§ Extract:
You are viewing a plain text version of this content. The canonical link for it is here.
Posted to common-issues@hadoop.apache.org by "Steve Loughran (JIRA)" <ji...@apache.org> on 2017/08/01 17:14:00 UTC
[jira] [Commented] (HADOOP-13887) Support for client-side encryption in S3A file system

    [ https://issues.apache.org/jira/browse/HADOOP-13887?page=com.atlassian.jira.plugin.system.issuetabpanels:comment-tabpanel&focusedCommentId=16109336#comment-16109336 ] 

Steve Loughran commented on HADOOP-13887:
-----------------------------------------

Like I warned, all I worry about in s3a right now is s3guard and any regressions from things like AWS SDK updates, so not looking at this in too much detail.

I think the option of using object tags to preserve the data is not one to be dismissed lightly, not if it allows a "budget" operation without paying for DDB IO.
# I also think the use case "handle data saved to Glacier" is something needed, hopefully this can do it.
# And there is also the opportunity gained from supporting s3-compatible object stores, as [~Thomas Demoor] and [~ehiggs] will point out.
I know you consider object tagging "wrong", but if we take over a couple of the tags for our purposes (one for security, one for "other", where we can embed permissions, checksum, etc), then that's something which can be managed, especially if we don't allow access to the object tags from the Hadoop APIs, You'd have to be running something alongside Hadoop to want to work with those tags.

§ Data segment:
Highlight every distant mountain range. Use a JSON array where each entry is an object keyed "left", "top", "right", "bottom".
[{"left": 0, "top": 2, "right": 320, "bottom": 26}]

§ Problem requirements: Write out the stretch of the JIRA comment from "# And there" through "with those tags.", swapping "Hadoop APIs" for "Hadoop client APIs". The data was taken from a different source than the JIRA comment.

§ Solved exercise:
# And there is also the opportunity gained from supporting s3-compatible object stores, as [~Thomas Demoor] and [~ehiggs] will point out.
I know you consider object tagging "wrong", but if we take over a couple of the tags for our purposes (one for security, one for "other", where we can embed permissions, checksum, etc), then that's something which can be managed, especially if we don't allow access to the object tags from the Hadoop client APIs, You'd have to be running something alongside Hadoop to want to work with those tags.